What is it that im i not doing right help please


----------



## DutchDaemon (Oct 10, 2009)

What is in /etc/resolv.conf? Your ISP's nameservers should be in there. See resolver(5).


----------



## qap15 (Oct 10, 2009)

1. sorry, but i dont seem to have resolv.conf in /etc/???

2. should the nameserver be there even if i go through my LAN router?


----------



## DutchDaemon (Oct 10, 2009)

You must have a /etc/resolv.conf. If your router does the resolving, put its IP in there (nameserver ip.of.rou.ter).


----------



## qap15 (Oct 10, 2009)

something must be really wrong, maybe have to do a clean installation that file is missing.


----------



## aragon (Oct 11, 2009)

No, that file has to be manually created.  The installer doesn't create it for you.  You want to read resolver(5).


----------



## qap15 (Oct 11, 2009)

Sorry for being a nuisense to you guys, but i made the file and looked into my LAN router, it says the nameserver is resolved dynamically what do i do next? apart from the _resolv.conf _file do i need to do anything in _hosts.conf_ ?


----------



## DutchDaemon (Oct 11, 2009)

What is in /etc/resolv.conf now?


----------



## aragon (Oct 11, 2009)

qap15 said:
			
		

> i made the file and looked into my LAN router, it says the nameserver is resolved dynamically what do i do next?


I guess that probably means you need to set your LAN router to be your nameserver in resolv.conf.

Incidentally, have you tried using DHCP on your network interface?  If your router is a dhcp server, it'll probably publish correct name server info in dhcp, and dhclient will setup resolv.conf accordingly.


----------



## qap15 (Oct 11, 2009)

I thought that i did exactly that by putting the router gateway 192.168.1.1 into the /etc/resolv.conf 
code:
nameserver 192.168.1.1


----------



## qap15 (Oct 11, 2009)

→ **Information given**:

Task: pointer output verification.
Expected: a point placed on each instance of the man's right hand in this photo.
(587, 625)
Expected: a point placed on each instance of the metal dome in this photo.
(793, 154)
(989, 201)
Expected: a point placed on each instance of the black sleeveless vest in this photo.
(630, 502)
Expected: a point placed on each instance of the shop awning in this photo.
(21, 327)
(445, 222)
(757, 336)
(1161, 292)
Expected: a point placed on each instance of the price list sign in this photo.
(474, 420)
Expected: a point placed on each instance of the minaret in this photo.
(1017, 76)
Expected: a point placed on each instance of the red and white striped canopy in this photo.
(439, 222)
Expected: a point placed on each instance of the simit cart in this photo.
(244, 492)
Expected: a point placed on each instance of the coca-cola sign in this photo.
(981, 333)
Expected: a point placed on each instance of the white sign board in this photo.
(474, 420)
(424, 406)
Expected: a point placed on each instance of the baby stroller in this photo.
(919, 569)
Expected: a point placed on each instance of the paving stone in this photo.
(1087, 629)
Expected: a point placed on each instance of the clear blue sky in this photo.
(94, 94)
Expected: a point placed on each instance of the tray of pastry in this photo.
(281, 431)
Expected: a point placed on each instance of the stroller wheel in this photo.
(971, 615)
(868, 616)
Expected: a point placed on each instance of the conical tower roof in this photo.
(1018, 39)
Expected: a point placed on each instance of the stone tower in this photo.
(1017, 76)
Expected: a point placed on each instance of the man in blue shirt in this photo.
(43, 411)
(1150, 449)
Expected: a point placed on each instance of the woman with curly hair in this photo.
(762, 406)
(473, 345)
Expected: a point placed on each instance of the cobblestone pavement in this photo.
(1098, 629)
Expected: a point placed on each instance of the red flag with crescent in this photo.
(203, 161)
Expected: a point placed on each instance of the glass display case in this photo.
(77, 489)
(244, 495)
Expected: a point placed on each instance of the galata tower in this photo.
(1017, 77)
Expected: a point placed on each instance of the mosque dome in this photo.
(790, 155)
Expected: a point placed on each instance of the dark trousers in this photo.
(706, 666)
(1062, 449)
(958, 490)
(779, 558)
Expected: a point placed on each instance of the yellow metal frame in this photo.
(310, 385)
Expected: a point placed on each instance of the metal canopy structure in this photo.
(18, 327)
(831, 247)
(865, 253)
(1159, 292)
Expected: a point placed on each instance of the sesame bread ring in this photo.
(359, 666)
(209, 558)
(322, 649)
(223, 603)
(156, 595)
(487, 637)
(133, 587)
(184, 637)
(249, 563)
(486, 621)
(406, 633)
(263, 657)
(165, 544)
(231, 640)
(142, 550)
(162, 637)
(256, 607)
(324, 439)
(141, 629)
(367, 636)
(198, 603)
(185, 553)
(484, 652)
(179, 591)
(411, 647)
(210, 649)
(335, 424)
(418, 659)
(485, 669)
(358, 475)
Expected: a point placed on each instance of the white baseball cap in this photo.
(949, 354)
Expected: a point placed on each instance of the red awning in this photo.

→ **Task requirements**:
a – From the resolv.conf thread, output the passage starting with "2. should the" and going on through "there (nameserver ip.of.rou.ter).".
b – List every username that heads a post in the resolv.conf thread.
c – Resume the resolv.conf thread after its final line.
The items have no connection to the resolv.conf thread.

→ **Expected responses**:
a –
2. should the nameserver be there even if i go through my LAN router?


----------



## DutchDaemon (Oct 10, 2009)

You must have a /etc/resolv.conf. If your router does the resolving, put its IP in there (nameserver ip.of.rou.ter).

b – DutchDaemon, qap15, aragon

c –
sorry i see that the router gets the DNS from ISP


----------



## aragon (Oct 11, 2009)

Sounds about right.  From there the router either proxies dns requests by acting as a dns forwarder itself, or it advertises the ISP dns addresses in dhcp responses.


----------



## qap15 (Oct 11, 2009)

aragon said:
			
		

> Sounds about right.  From there the router either proxies dns requests by acting as a dns forwarder itself, or it advertises the ISP dns addresses in dhcp responses.



But by looking to what i've written into my resolv.conf where am i making the mistake?


----------



## MrJake (Oct 12, 2009)

sounds like you need to see if that router really responds to dns queries. one way to find out is with dig which comes with bind i believe. or maybe its just there by default but whatever just type:
dig @192.168.1.1 yahoo.com
you will either get an answer or a fail.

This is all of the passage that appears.